**Required task**
In the listing below, return unchanged every line from the line containing "like [49, 73]." up to and including the line containing "Phrase: circular flower ornament".

[Point labeling examples]
□ □ □ □ □ □ □

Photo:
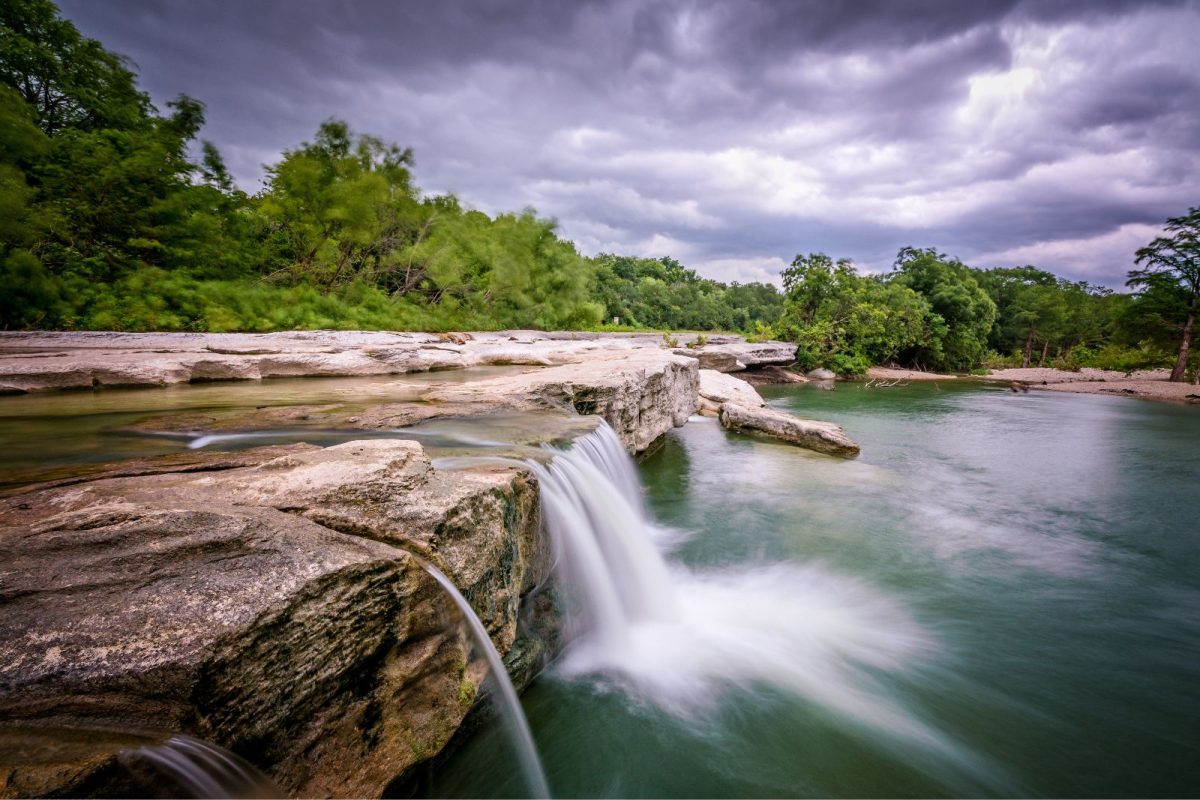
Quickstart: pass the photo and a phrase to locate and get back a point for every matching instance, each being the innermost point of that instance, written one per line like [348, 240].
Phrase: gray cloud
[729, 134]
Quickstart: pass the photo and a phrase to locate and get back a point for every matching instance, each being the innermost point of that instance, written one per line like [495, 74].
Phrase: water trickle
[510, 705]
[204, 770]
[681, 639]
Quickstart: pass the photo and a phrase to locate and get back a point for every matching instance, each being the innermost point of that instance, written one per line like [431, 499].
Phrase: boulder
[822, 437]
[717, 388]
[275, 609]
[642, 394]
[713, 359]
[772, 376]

□ □ □ □ □ □ □

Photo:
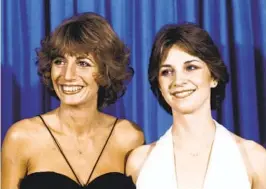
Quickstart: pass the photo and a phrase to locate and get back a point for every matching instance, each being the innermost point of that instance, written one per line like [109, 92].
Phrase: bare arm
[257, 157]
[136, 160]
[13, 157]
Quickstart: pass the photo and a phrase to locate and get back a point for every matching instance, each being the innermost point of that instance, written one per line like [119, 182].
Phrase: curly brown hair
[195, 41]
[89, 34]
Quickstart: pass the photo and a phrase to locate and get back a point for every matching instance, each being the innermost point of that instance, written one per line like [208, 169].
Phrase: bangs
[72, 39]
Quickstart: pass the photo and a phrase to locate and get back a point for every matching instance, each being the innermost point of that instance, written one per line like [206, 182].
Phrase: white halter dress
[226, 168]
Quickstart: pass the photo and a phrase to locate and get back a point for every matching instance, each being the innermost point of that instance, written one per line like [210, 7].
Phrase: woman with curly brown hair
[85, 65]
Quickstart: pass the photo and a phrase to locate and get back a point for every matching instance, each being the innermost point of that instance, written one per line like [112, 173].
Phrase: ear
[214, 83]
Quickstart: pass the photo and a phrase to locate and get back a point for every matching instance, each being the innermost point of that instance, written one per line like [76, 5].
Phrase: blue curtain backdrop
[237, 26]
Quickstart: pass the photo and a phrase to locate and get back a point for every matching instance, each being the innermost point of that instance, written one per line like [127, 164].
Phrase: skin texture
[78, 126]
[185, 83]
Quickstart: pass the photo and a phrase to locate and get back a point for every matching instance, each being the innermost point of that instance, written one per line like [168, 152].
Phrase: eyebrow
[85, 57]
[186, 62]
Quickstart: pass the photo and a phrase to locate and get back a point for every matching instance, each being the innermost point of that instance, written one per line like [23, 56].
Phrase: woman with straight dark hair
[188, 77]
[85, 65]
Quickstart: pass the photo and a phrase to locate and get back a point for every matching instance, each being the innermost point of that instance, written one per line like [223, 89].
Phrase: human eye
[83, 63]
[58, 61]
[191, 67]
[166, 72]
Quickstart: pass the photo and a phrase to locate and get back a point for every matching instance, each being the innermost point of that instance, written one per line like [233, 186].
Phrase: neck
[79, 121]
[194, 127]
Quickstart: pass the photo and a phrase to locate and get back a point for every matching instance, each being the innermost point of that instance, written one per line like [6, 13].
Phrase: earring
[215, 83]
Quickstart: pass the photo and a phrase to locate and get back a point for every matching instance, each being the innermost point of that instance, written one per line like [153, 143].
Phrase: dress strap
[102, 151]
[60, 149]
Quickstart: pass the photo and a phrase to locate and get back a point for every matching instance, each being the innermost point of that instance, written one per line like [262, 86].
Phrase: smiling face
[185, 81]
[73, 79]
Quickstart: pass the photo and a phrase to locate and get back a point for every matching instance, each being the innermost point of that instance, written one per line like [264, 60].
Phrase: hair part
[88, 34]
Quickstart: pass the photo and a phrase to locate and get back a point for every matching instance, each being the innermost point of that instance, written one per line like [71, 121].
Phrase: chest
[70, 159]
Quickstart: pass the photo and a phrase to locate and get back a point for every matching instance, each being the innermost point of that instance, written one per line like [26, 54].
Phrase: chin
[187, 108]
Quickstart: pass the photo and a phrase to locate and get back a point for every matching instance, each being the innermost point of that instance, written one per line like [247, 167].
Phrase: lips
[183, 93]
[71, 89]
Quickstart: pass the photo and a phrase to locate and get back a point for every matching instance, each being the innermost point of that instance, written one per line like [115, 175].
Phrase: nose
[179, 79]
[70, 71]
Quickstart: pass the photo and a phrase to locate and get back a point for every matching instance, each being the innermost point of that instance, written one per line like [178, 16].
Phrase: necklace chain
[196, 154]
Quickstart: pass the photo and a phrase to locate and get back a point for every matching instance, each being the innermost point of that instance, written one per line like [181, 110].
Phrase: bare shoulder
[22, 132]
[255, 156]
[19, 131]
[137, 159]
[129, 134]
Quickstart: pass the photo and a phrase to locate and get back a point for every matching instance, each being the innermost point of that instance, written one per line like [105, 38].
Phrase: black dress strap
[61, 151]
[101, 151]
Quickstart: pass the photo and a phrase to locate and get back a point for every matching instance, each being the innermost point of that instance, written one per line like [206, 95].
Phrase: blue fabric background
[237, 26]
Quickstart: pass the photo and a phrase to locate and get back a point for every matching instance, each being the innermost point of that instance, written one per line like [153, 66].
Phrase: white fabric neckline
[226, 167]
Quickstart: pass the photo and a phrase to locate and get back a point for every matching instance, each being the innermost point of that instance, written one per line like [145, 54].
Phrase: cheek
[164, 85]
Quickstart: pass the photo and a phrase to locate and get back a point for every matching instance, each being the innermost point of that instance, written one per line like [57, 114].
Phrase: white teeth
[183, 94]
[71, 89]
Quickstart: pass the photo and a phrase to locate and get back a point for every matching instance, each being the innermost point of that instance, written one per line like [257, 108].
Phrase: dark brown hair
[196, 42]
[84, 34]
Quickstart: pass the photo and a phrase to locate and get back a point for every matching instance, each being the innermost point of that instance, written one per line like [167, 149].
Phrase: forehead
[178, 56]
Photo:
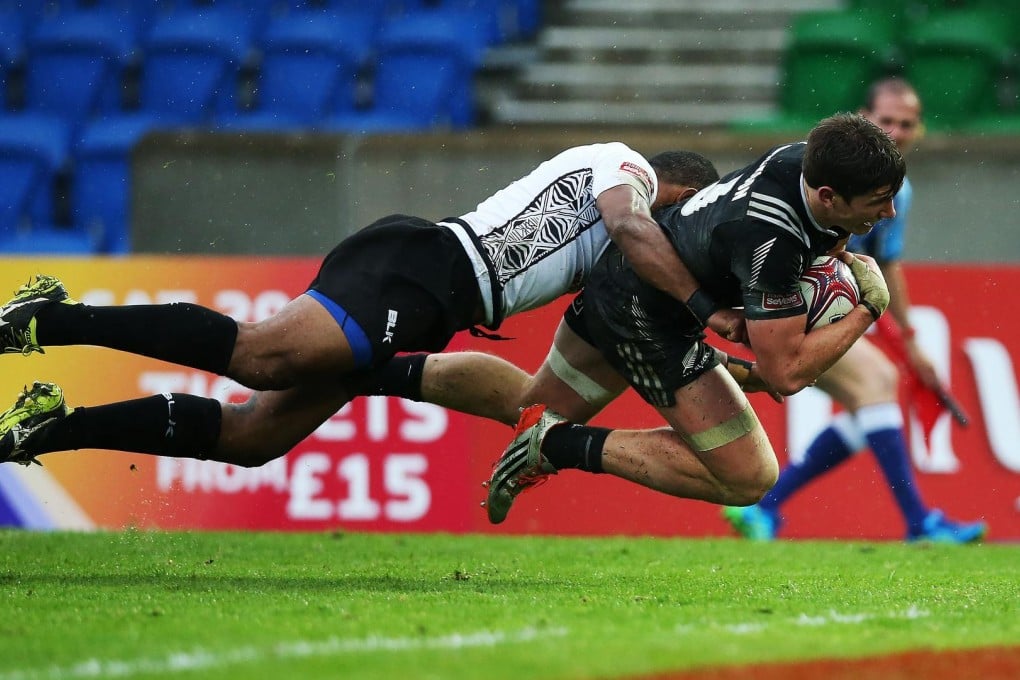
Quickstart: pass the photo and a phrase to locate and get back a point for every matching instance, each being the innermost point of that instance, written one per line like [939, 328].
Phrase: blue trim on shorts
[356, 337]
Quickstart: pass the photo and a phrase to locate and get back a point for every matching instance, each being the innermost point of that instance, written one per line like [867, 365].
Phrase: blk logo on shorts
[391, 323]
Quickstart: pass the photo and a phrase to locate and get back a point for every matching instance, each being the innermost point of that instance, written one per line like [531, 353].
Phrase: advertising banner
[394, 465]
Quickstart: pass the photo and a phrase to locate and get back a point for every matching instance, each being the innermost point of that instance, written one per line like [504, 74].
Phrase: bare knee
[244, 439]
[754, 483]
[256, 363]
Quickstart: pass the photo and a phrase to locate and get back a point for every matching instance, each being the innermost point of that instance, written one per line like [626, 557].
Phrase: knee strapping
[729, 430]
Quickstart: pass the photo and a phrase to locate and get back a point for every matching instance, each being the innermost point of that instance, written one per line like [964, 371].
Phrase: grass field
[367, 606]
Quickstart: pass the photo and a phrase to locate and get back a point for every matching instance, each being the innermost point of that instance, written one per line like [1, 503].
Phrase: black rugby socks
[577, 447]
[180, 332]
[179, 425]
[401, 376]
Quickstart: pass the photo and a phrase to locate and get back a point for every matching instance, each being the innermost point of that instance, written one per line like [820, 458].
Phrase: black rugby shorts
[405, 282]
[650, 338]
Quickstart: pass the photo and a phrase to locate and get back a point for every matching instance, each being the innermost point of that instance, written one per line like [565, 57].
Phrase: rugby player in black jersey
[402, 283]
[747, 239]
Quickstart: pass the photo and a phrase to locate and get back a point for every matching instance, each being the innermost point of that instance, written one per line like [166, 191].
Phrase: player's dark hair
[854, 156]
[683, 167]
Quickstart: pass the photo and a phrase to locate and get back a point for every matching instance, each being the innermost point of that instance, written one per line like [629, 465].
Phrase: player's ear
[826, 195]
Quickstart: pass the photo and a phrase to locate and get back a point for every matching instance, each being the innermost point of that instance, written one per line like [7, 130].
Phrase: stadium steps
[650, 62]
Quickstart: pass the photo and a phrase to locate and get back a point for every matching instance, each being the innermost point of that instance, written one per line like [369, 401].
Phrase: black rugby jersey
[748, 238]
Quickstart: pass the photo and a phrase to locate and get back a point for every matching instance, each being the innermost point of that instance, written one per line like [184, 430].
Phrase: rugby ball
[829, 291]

□ □ □ □ □ □ □

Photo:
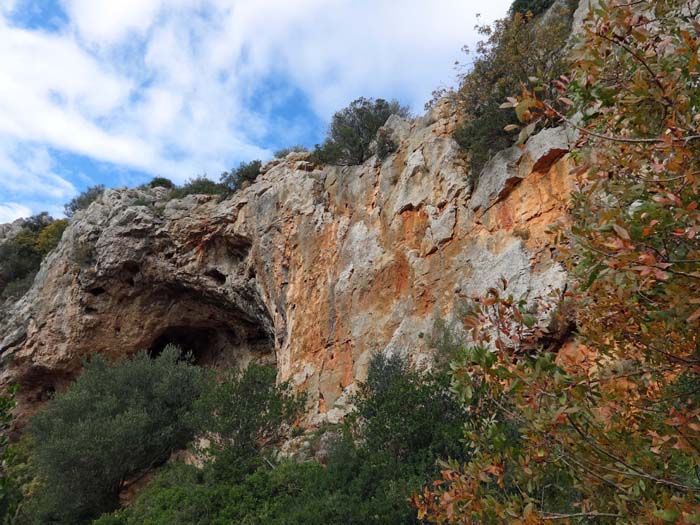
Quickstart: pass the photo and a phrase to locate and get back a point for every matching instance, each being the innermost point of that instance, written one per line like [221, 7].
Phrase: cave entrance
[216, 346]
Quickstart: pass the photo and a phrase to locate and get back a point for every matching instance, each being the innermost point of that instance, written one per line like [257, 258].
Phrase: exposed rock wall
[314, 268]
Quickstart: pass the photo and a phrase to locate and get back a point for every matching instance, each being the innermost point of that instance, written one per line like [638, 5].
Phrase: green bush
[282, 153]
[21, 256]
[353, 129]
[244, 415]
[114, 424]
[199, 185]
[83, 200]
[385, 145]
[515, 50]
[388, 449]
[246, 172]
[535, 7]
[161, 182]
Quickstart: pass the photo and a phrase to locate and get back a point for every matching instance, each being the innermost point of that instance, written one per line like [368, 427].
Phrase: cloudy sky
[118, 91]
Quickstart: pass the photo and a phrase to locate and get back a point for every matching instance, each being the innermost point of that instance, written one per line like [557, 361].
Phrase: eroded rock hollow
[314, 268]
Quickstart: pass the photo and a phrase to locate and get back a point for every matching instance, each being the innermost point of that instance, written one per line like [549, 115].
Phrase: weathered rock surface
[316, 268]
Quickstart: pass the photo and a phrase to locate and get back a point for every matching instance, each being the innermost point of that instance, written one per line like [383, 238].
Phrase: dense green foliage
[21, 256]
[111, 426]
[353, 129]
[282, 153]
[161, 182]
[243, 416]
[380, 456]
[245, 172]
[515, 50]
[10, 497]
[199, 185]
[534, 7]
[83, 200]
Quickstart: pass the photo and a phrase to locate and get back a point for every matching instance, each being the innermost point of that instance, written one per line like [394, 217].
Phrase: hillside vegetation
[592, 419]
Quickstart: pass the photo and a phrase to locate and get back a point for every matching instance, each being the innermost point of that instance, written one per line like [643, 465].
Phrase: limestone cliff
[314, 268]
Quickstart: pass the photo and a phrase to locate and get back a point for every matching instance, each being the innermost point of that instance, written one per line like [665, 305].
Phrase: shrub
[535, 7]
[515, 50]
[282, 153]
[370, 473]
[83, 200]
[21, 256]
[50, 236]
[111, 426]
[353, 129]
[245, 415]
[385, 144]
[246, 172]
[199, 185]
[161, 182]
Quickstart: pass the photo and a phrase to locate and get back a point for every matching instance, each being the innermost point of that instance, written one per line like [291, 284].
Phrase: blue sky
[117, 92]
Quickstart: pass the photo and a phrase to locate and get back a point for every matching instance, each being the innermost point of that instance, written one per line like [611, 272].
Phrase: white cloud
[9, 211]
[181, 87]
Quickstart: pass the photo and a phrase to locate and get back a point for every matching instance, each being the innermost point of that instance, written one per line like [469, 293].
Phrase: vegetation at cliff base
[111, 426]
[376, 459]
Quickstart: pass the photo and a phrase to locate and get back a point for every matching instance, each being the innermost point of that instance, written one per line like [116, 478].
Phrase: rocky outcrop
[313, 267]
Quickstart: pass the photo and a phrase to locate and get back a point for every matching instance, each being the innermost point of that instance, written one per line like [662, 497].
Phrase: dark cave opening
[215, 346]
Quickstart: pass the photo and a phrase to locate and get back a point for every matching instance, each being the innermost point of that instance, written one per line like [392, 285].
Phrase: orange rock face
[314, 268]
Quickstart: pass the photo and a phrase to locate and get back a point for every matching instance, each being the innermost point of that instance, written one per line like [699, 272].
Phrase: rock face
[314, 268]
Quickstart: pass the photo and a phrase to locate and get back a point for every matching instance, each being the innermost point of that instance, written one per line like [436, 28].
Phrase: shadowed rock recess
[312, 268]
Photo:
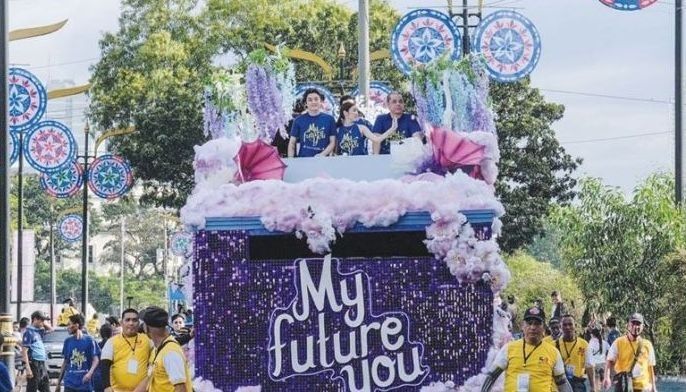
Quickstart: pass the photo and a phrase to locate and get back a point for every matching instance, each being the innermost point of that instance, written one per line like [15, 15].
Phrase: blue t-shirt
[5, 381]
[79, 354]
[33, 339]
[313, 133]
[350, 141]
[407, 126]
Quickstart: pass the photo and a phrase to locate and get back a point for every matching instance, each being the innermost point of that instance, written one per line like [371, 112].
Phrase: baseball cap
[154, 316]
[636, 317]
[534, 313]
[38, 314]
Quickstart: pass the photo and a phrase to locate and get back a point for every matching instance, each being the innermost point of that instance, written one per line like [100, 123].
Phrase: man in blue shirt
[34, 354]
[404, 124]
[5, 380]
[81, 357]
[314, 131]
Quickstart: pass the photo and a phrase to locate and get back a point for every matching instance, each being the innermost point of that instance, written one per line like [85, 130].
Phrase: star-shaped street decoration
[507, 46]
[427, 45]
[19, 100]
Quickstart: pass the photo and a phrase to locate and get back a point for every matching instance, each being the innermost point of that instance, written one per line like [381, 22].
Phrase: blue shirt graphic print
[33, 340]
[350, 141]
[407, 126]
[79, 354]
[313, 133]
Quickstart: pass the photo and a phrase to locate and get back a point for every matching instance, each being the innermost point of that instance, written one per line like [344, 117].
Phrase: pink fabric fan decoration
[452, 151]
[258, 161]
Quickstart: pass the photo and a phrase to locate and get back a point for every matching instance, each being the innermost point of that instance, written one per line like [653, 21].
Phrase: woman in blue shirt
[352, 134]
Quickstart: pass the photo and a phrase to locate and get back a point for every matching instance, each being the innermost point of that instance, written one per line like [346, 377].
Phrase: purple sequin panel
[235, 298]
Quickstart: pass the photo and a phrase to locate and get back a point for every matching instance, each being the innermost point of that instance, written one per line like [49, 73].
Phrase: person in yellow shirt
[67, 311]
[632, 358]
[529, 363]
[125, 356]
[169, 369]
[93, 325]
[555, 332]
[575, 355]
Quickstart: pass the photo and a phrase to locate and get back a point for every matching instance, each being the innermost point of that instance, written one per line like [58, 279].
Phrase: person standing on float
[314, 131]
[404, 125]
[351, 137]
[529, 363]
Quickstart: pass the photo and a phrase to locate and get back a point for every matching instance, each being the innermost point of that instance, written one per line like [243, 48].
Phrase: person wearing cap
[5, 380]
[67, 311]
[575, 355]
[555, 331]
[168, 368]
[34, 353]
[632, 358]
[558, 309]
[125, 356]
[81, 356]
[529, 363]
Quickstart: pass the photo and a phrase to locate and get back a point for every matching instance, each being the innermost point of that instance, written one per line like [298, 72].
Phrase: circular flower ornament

□ □ □ □ □ □ □

**The answer**
Quickstart: pass the photo and a phrase to locate and get back a point for every matching instance, each being the innermost point of that instance, written one per line like [49, 73].
Phrase: person in yellow shirt
[67, 311]
[632, 358]
[529, 363]
[125, 356]
[169, 369]
[93, 325]
[555, 332]
[575, 355]
Quickstart: pass the photo and a phrase to locate and get back a point for every matching instance, each being the innermost point of that instance, written one per line like [58, 279].
Phrase: person standing on float
[314, 131]
[404, 125]
[351, 137]
[529, 363]
Quickstart: pass the photo and a phrase to locate and get back a point for every matching instance, each being the innermost point of that instance, written one per line like [243, 48].
Phrase: person wearing cap
[5, 380]
[67, 311]
[575, 355]
[555, 331]
[168, 368]
[34, 353]
[632, 358]
[558, 309]
[125, 356]
[81, 356]
[529, 363]
Quickstart: pass the photo and a phrase to locate and get back a point for every matching instance, each being the innermost point of that instance, written one per line like [298, 72].
Phrase: circular flower ornament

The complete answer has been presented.